### WHAT THE TASK ASKS
Count the lines in the records below that contain the string "optional", and give only that number. Case counts.

(Stored records)
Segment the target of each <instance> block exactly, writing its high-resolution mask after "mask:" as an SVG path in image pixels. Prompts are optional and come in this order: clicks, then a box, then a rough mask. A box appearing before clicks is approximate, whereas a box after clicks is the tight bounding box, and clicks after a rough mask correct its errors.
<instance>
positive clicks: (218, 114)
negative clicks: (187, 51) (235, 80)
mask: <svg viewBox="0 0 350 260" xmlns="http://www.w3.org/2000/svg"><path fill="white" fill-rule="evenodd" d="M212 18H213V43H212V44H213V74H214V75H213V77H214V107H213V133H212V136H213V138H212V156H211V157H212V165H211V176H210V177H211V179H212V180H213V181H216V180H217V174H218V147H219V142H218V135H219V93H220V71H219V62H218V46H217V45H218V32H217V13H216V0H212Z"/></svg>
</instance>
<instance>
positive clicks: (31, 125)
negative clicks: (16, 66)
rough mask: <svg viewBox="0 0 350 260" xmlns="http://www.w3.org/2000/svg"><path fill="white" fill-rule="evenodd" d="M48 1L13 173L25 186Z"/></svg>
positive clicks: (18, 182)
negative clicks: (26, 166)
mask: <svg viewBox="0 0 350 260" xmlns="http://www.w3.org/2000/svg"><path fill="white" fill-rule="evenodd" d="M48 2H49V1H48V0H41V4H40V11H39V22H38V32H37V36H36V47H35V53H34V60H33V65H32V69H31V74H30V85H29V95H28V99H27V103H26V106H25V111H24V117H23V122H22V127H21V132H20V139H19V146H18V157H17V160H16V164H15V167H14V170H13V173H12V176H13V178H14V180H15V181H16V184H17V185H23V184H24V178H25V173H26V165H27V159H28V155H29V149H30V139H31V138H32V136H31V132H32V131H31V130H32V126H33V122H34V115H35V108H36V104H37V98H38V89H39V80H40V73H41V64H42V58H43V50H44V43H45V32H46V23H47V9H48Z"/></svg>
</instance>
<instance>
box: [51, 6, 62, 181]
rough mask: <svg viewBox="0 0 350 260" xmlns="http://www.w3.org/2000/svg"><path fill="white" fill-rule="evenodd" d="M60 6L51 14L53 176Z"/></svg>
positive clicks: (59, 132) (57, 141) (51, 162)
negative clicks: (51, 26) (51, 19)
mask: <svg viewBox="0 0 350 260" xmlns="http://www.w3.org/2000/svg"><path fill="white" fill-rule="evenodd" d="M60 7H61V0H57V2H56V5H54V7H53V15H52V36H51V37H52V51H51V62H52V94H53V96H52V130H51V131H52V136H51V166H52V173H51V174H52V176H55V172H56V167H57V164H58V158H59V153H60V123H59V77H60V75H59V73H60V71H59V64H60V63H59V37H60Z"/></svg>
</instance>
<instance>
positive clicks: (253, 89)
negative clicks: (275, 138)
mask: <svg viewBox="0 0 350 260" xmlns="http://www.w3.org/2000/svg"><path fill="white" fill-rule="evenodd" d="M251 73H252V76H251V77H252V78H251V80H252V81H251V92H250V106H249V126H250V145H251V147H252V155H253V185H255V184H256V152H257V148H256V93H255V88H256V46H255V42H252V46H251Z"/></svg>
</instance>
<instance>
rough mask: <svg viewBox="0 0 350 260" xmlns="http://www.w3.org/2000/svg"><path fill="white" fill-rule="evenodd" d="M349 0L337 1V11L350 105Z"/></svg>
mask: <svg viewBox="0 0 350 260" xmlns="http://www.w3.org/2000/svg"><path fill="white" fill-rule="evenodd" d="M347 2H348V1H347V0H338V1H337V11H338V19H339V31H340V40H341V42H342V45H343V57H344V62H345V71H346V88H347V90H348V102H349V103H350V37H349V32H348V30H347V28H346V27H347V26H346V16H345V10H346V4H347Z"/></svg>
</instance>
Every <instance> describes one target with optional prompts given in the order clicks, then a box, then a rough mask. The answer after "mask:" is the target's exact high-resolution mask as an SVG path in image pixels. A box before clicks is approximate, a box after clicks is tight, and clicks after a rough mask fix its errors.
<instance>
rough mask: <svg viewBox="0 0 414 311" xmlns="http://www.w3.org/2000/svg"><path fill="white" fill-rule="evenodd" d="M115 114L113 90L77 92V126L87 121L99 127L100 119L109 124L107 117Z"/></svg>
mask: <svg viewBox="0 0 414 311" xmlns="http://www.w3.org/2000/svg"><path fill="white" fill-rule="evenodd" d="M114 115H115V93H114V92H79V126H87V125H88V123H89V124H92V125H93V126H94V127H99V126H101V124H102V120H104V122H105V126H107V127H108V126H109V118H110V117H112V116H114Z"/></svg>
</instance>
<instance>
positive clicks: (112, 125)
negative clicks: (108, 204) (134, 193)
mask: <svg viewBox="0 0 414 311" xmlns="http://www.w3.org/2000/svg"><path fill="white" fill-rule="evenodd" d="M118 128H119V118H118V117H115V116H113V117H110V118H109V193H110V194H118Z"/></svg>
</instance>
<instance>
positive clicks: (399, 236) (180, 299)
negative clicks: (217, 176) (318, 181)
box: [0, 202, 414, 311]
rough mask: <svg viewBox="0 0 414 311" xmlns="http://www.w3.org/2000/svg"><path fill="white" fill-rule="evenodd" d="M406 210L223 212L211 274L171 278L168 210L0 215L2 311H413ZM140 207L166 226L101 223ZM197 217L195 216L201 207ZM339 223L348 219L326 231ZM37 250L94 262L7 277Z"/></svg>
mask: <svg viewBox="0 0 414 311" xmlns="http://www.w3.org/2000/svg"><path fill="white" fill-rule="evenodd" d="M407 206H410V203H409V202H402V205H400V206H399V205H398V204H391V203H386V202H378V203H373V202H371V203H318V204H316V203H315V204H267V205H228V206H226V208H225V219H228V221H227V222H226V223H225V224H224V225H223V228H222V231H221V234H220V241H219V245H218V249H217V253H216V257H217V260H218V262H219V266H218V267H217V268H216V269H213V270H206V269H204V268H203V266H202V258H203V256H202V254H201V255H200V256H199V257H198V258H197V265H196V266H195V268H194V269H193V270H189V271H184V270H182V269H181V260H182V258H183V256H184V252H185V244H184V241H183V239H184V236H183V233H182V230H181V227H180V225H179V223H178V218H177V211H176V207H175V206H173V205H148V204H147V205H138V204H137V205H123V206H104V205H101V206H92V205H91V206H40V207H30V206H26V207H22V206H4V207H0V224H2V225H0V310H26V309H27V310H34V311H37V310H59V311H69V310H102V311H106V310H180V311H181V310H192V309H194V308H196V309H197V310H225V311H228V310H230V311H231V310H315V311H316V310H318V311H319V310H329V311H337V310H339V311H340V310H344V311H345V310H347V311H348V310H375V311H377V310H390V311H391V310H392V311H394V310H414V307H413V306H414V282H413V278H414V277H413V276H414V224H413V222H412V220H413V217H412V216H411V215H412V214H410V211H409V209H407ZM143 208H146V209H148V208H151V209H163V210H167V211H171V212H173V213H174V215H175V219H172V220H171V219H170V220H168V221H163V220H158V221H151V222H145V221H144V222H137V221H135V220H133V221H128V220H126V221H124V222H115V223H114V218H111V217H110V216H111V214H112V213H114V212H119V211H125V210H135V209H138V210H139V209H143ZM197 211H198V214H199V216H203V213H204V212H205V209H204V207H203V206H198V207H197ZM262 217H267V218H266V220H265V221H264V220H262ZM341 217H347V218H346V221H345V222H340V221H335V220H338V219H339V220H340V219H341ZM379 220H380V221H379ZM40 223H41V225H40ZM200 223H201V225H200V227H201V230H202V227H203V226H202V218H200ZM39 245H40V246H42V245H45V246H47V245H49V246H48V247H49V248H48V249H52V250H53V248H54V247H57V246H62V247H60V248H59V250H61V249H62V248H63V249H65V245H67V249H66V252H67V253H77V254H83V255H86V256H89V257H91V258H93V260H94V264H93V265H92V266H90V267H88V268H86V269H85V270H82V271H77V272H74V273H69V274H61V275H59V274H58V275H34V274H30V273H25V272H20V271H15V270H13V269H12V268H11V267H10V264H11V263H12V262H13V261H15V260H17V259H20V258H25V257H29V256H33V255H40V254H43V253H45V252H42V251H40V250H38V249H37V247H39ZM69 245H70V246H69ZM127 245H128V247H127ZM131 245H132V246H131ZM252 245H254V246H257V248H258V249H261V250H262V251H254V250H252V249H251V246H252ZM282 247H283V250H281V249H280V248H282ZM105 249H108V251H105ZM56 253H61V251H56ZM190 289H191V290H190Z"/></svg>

### RESPONSE BOX
2